● Ausgewählter Text
__________

Leitsatz (amtlich)
1. Hat nach einem Richterwechsel der erkennende Richter lediglich einen von insgesamt sechs Zeugen selbst vernommen und im Urteil ausgeführt, er sei überzeugt, dass die Aussage des Zeugen A nicht richtig sein könne, weil er die entgegen stehenden Angaben der Zeugen B, C, D, E und F für glaubhaft und diese Zeugen für glaubwürdig halte, ohne zu begründen, warum die Aussage des Zeugen A nicht glaubhaft sei, beruht das Urteil auf einem wesentlichen Verfahrensmangel i.S.d. § 538 Abs. 2 Nr. 1 ZPO.
2. Die Vernehmung von sechs Zeugen nebst persönlicher Anhörung einer Partei ist eine umfangreiche Beweisaufnahme.
Verfahrensgang
LG Berlin (Urteil vom 12.03.2009; Aktenzeichen 17 O 360/06) |
Tenor
Auf die Berufung der Klägerin wird das am 12.3.2009 verkündete Urteil der Zivilkammer 17 des LG Berlin - 17 O 360/06 - einschließlich des zugrunde liegenden Verfahrens aufgehoben.
Die Sache wird zur weiteren Verhandlung und Entscheidung an das LG zurückverwiesen, dem auch die Entscheidung über die Kosten des Berufungsverfahrens vorbehalten bleibt.
Das Urteil ist vorläufig vollstreckbar.
Gründe
I. Die am 16.4.2009 eingelegte und mit einem am 18.5.2009 bei Gericht eingegangenen Schriftsatz vom 11.5.2009 begründete Berufung der Klägerin richtet sich gegen das am 12.3.2009 verkündete und der Klägerin am 16.3.2009 zugestellte Urteil des LG Berlin, auf dessen Tatbestand und Entscheidungsgründe Bezug genommen wird.

__________

● Aufgabe
Kopiere den ausgewählten Text vollständig und Wort für Wort. Verwende ausschließlich den ausgewählten Text.

● Vorliegende Einträge

__________

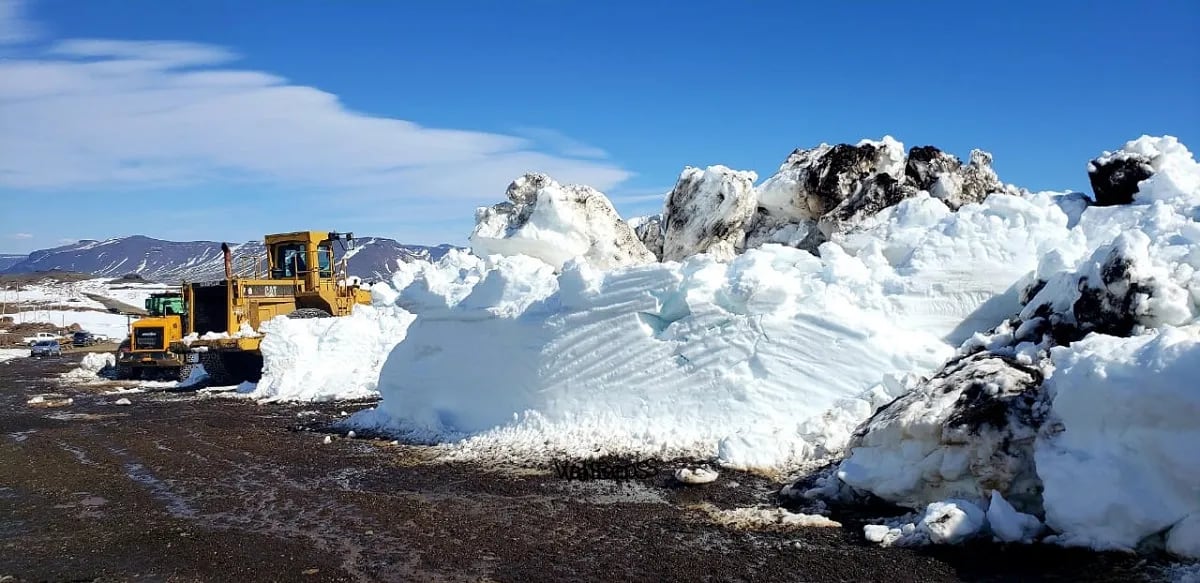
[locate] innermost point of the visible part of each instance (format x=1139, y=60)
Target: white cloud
x=87, y=114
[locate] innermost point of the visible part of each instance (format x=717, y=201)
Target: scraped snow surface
x=763, y=361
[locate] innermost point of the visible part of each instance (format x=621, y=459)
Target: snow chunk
x=696, y=475
x=649, y=232
x=1183, y=540
x=952, y=521
x=90, y=366
x=557, y=223
x=759, y=518
x=1008, y=524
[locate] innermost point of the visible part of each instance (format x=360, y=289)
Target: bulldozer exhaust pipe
x=228, y=254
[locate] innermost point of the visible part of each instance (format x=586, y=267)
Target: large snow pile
x=766, y=360
x=1081, y=407
x=557, y=223
x=991, y=358
x=325, y=359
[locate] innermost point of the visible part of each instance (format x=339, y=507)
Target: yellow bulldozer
x=299, y=277
x=144, y=354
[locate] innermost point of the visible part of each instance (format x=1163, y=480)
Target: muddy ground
x=184, y=486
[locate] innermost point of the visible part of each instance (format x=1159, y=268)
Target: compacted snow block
x=1083, y=407
x=707, y=212
x=328, y=359
x=557, y=223
x=1120, y=461
x=966, y=432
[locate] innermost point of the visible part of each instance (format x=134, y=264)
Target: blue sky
x=227, y=119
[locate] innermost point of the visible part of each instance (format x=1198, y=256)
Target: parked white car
x=39, y=337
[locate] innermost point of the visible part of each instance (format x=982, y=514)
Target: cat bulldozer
x=299, y=277
x=145, y=354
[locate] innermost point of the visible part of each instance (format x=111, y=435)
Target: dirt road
x=183, y=487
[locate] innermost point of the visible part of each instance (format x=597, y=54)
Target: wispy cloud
x=13, y=28
x=562, y=144
x=89, y=113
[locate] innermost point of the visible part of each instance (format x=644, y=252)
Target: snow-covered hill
x=7, y=260
x=197, y=260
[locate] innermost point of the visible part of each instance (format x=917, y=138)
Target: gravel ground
x=193, y=487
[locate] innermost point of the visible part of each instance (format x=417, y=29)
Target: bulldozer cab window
x=325, y=259
x=289, y=260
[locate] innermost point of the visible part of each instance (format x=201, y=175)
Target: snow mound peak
x=707, y=212
x=823, y=192
x=557, y=223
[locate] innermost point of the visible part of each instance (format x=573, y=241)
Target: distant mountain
x=372, y=258
x=10, y=260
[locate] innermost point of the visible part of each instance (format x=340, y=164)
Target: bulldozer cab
x=168, y=304
x=306, y=256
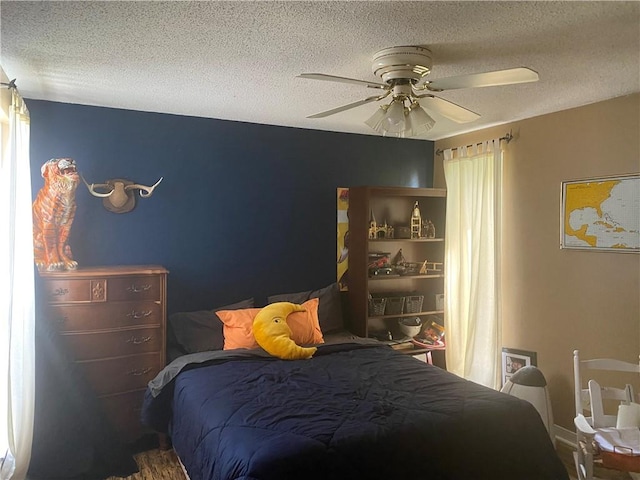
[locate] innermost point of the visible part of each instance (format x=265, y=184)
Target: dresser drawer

__________

● Lösung
Leitsatz (amtlich)
1. Hat nach einem Richterwechsel der erkennende Richter lediglich einen von insgesamt sechs Zeugen selbst vernommen und im Urteil ausgeführt, er sei überzeugt, dass die Aussage des Zeugen A nicht richtig sein könne, weil er die entgegen stehenden Angaben der Zeugen B, C, D, E und F für glaubhaft und diese Zeugen für glaubwürdig halte, ohne zu begründen, warum die Aussage des Zeugen A nicht glaubhaft sei, beruht das Urteil auf einem wesentlichen Verfahrensmangel i.S.d. § 538 Abs. 2 Nr. 1 ZPO.
2. Die Vernehmung von sechs Zeugen nebst persönlicher Anhörung einer Partei ist eine umfangreiche Beweisaufnahme.
Verfahrensgang
LG Berlin (Urteil vom 12.03.2009; Aktenzeichen 17 O 360/06) |
Tenor
Auf die Berufung der Klägerin wird das am 12.3.2009 verkündete Urteil der Zivilkammer 17 des LG Berlin - 17 O 360/06 - einschließlich des zugrunde liegenden Verfahrens aufgehoben.
Die Sache wird zur weiteren Verhandlung und Entscheidung an das LG zurückverwiesen, dem auch die Entscheidung über die Kosten des Berufungsverfahrens vorbehalten bleibt.
Das Urteil ist vorläufig vollstreckbar.
Gründe
I. Die am 16.4.2009 eingelegte und mit einem am 18.5.2009 bei Gericht eingegangenen Schriftsatz vom 11.5.2009 begründete Berufung der Klägerin richtet sich gegen das am 12.3.2009 verkündete und der Klägerin am 16.3.2009 zugestellte Urteil des LG Berlin, auf dessen Tatbestand und Entscheidungsgründe Bezug genommen wird.